• Texte de lecture
#####

Téhéran, mon beau souci

La communauté irano-israélienne est particulièrement bien intégrée dans la mosaïque de l’Etat hébreu. Tour d’horizon

Un juif iranien prie dans la synagogue Yousefabad à Téhéran (photo credit: REUTERS)
Un juif iranien prie dans la synagogue Yousefabad à Téhéran
(photo credit: REUTERS)

On ne sait que peu de choses sur cette communauté, plus discrète et intégrée que peuvent l’être  d’autres populations en Israël, comme les Russes, les Américains ou les Français. Actuellement, on  estime que près de 250 000 personnes ont des affiliations persanes dans l’Etat juif.

La première  grande vague d’aliya perse a eu lieu au début des années 1950, quelques années seulement après  la création de l’Etat d’Israël. En 1952, avec l’opération Cyrus, les autorités israéliennes aident près  de 30 000 Iraniens à rejoindre la Terre Sainte, en vertu d’une politique de « sauvetage » des juifs  moyen-orientaux. Ensuite, après la révolution islamique de 1979, des milliers d’entre eux – de l’ordre  de 40 000 – usent de la Loi du retour avant que celle-ci ne soit définitivement prohibée par le régime  des mollahs. Selon plusieurs sources militaires, Israël essayerait actuellement de convaincre les  20 000 juifs restants dans le pays de rejoindre l’Etat hébreu, notamment par l’intermédiaire  d’incitations financières. En 2012, 110 Juifs iraniens ont fait leur aliya en passant par un pays tiers, la  plupart ayant choisi la Turquie.

#####

• Données
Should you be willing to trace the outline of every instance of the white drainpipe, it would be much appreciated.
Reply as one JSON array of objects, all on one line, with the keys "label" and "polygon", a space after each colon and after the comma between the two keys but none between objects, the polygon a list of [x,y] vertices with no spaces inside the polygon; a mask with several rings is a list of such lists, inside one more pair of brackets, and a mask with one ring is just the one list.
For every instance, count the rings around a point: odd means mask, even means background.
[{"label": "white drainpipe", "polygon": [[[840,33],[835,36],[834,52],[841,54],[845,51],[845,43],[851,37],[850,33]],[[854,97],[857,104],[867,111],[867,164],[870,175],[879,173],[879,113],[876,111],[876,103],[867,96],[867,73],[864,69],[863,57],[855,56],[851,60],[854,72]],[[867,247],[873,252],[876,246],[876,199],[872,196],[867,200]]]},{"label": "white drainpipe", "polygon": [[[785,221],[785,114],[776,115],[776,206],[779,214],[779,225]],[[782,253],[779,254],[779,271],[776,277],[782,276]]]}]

#####

• Consigne
D'après le texte sur la communauté irano-israélienne, combien d'Iraniens l'opération Cyrus a-t-elle aidés à rejoindre la Terre Sainte en 1952 ?

• Réponse
Près de 30 000 Iraniens.